** START Given records **
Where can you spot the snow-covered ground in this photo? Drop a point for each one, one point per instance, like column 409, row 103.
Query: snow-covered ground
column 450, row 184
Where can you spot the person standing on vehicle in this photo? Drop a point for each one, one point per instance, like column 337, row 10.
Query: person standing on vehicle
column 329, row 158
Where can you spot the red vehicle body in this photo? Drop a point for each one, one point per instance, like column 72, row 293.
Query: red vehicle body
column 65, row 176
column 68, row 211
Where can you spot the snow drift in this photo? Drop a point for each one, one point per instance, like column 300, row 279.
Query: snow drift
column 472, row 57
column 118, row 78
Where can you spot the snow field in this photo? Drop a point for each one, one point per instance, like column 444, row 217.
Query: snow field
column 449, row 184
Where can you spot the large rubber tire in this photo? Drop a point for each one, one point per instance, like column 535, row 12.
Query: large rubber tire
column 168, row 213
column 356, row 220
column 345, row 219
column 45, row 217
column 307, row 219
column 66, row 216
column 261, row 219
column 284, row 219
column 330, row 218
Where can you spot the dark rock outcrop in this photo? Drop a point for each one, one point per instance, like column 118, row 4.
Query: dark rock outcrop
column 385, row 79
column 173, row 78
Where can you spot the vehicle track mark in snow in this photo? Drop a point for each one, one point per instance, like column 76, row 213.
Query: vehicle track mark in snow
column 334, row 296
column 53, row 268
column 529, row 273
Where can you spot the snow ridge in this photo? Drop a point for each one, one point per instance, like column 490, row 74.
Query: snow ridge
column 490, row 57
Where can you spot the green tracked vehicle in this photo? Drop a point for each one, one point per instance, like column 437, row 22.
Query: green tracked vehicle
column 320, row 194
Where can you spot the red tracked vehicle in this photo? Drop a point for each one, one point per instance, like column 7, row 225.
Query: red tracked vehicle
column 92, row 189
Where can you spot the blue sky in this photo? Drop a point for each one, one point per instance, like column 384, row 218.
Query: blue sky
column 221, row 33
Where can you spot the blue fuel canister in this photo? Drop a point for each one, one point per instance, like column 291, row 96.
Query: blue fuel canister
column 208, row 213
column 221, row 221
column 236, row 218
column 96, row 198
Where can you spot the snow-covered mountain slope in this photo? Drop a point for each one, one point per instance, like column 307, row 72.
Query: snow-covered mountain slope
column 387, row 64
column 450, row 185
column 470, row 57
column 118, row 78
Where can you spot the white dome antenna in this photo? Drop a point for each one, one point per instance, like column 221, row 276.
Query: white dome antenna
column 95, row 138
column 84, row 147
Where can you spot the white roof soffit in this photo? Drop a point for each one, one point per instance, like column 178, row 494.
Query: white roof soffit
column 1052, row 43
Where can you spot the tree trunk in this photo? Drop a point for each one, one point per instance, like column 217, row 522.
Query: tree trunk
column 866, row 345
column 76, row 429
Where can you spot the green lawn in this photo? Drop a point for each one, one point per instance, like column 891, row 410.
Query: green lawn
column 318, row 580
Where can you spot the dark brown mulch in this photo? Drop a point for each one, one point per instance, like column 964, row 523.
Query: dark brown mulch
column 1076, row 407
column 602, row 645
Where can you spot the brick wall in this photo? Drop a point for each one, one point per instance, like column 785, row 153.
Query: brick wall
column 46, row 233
** END Given records **
What you will do → Begin with the line that contains "Where can you spot the blue fuel" and set down each line exactly until the records above end, including the final line.

Answer to the problem →
Where can you spot the blue fuel canister in this photo? Drop a point for each one, one point per instance, like column 291, row 96.
Query: blue fuel canister
column 208, row 213
column 221, row 221
column 236, row 218
column 96, row 198
Where can you spot the snow-covered mountain slope in this photo? Drop a point for each one, one point per instance, like column 307, row 72.
Query: snow-covered mountain slope
column 387, row 64
column 450, row 185
column 470, row 57
column 118, row 78
Where can you spot the white dome antenna in this photo? Drop a point for each one, one point per instance, like column 221, row 276.
Query: white dome antenna
column 95, row 138
column 84, row 147
Where can you spot the white roof soffit in this photo? Drop a point for each one, one point per instance, like column 178, row 494.
Query: white roof soffit
column 1052, row 43
Where can you spot the tree trunk in this photo? Drop a point for each one, one point per instance, like column 217, row 522.
Query: tree trunk
column 866, row 345
column 76, row 429
Where can you spot the green lawn in this photo? Drop a point for each one, one point per instance, like column 891, row 410.
Query: green lawn
column 318, row 580
Where can you spot the dark brown mulch in this photo? Drop a point for each one, one point per instance, like column 964, row 523.
Query: dark brown mulch
column 1076, row 407
column 602, row 645
Where can you spot the brick wall in this photo? Drop a point for each one, one point per instance, like column 785, row 153.
Query: brick wall
column 46, row 233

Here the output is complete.